Exercise instructions – Can you update the items below so that every "license plate" reads "number plate", with nothing else changed and the pictures left out of your answer?

Records provided –
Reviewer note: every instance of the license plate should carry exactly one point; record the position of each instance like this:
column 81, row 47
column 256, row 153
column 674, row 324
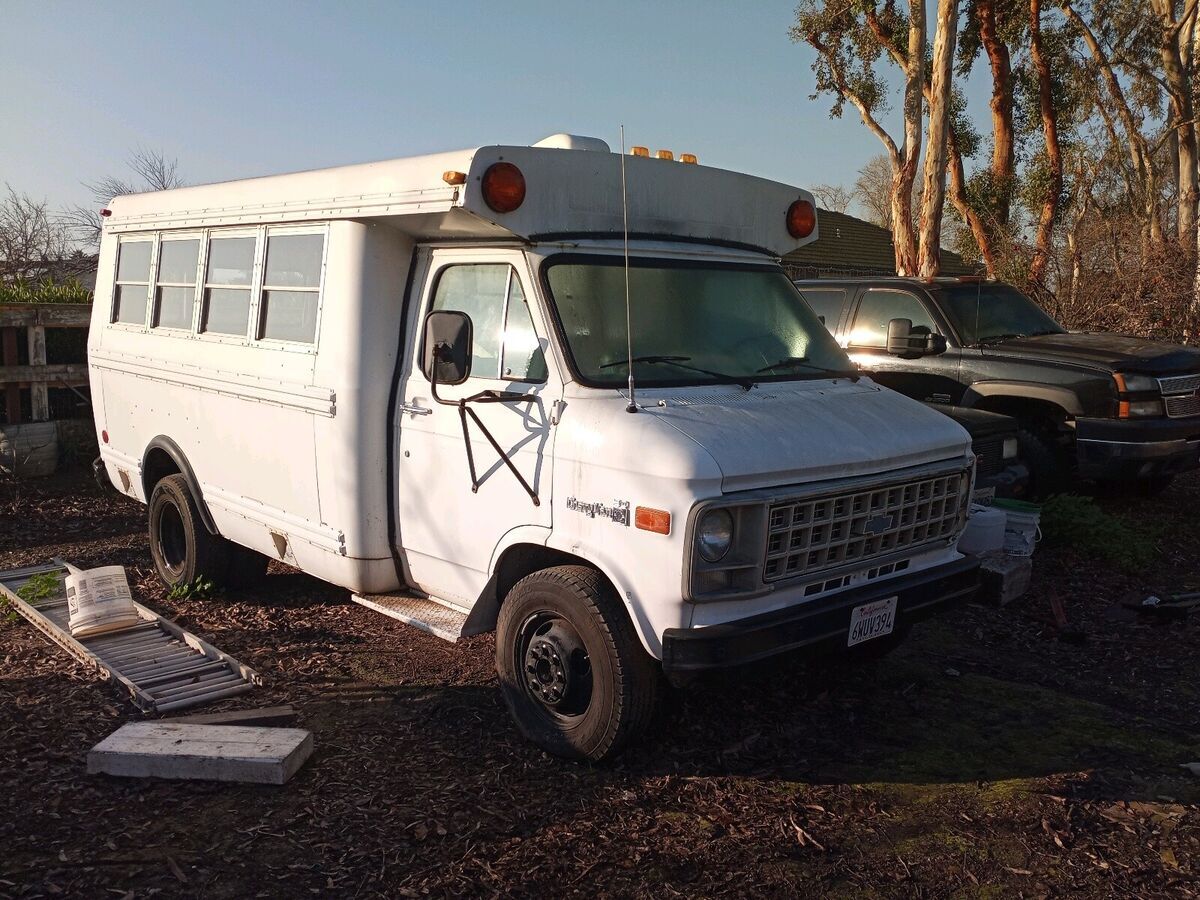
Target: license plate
column 871, row 621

Response –
Reviewer note: every instance of the number plate should carry exactly one point; record the position of each instance like this:
column 81, row 47
column 256, row 153
column 674, row 324
Target: number plate
column 871, row 621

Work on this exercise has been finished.